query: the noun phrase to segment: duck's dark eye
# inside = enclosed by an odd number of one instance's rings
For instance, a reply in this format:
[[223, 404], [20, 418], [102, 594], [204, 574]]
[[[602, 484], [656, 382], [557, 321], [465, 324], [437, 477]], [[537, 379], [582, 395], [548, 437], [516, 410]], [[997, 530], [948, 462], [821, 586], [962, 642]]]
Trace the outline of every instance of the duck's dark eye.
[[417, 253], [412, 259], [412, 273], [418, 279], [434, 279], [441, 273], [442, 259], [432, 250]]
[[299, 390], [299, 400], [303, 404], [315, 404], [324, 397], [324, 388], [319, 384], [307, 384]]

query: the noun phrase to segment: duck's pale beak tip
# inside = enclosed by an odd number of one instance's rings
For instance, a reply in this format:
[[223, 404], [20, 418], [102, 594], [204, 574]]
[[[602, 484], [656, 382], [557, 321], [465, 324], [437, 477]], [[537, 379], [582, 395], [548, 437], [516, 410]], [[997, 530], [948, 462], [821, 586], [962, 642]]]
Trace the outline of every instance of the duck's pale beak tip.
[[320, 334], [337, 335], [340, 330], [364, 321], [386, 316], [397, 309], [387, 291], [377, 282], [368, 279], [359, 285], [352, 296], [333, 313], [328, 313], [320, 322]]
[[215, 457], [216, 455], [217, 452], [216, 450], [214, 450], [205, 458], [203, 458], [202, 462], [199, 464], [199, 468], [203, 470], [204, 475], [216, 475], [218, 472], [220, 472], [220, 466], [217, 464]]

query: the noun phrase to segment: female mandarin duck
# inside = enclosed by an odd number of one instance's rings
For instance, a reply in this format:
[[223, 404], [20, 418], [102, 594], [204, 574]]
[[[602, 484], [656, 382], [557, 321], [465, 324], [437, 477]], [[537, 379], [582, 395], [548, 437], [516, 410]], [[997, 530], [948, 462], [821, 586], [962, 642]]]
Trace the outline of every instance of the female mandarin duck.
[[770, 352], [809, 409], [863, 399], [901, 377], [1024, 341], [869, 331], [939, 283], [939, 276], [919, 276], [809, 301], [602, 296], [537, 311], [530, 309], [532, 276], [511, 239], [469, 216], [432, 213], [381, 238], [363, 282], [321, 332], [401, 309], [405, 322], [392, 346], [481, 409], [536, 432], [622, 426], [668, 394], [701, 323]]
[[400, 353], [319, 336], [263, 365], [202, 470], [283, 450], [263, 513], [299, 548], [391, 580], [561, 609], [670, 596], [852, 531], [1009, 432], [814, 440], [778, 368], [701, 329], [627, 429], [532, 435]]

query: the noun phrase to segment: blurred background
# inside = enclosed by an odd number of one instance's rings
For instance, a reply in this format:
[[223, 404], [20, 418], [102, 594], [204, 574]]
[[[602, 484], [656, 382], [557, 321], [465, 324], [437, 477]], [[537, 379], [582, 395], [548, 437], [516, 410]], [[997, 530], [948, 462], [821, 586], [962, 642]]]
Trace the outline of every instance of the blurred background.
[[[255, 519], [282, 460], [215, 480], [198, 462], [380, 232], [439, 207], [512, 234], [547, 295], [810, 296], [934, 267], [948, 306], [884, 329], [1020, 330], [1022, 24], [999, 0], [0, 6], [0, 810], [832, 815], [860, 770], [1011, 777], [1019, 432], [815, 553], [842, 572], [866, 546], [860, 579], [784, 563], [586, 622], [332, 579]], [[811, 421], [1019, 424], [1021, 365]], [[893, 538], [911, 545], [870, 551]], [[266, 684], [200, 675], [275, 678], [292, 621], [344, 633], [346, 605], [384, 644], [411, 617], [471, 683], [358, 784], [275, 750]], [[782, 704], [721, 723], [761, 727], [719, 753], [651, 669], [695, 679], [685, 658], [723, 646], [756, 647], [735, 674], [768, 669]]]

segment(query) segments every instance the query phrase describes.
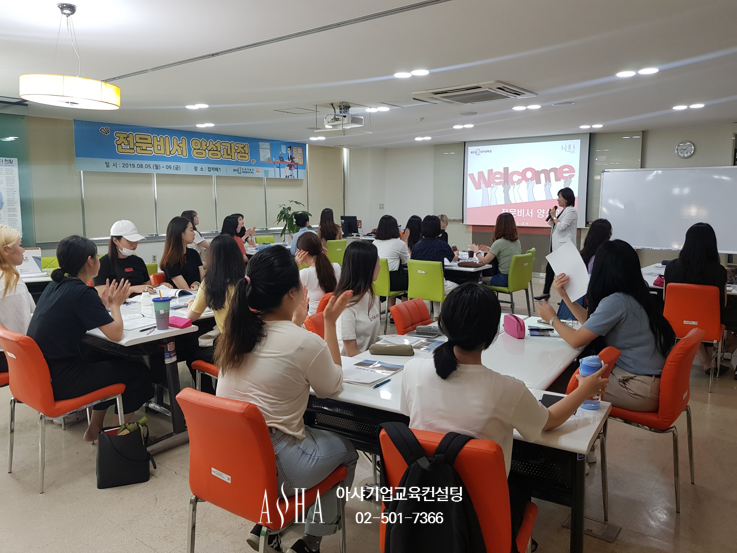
────────────────────
** Exercise prompt **
For the string "phrase", filter the data and copy out each line where it occurs.

** Exercise result **
query: the noun phrase to segment: duck's dark eye
query: the noun phrase to segment: duck's pale beak tip
query: the noun phrase to segment: female mandarin duck
query: the noun phrase to segment: blurred background
segment(query) segments every instance the query phrase describes.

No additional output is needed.